PROBLEM TO SOLVE: Count the lines in the listing below that contain the string "grass", and reply with that number alone.
━━━ MATERIAL PROVIDED ━━━
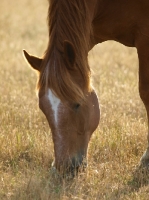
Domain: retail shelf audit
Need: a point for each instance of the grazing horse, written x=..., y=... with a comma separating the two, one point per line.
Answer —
x=65, y=93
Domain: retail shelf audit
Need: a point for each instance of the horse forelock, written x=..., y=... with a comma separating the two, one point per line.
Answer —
x=67, y=20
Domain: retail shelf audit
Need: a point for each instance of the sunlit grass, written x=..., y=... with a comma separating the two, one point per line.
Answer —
x=26, y=148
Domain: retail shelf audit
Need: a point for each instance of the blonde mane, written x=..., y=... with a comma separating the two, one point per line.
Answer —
x=67, y=20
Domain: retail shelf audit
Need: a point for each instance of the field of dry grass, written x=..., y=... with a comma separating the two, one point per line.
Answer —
x=26, y=149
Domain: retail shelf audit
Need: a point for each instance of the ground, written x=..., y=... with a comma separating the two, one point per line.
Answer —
x=26, y=148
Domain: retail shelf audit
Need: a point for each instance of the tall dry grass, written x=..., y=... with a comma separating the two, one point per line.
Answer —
x=26, y=149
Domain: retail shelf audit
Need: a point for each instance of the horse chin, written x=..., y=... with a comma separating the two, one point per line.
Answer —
x=71, y=170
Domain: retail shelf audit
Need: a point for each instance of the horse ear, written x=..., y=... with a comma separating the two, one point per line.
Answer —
x=33, y=61
x=69, y=52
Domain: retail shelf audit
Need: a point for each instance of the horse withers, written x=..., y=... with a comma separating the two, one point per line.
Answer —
x=66, y=95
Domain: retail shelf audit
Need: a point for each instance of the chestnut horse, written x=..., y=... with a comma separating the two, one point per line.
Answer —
x=66, y=96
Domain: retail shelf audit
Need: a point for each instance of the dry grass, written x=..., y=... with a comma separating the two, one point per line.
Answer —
x=26, y=149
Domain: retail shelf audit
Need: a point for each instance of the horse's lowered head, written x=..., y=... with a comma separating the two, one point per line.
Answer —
x=72, y=122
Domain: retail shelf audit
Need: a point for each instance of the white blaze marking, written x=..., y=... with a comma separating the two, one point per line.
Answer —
x=54, y=101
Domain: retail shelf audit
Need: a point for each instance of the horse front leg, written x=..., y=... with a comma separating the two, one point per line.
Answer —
x=142, y=44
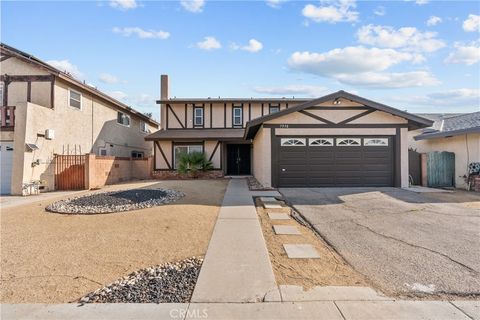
━━━
RESULT FOR THIS TASK: 4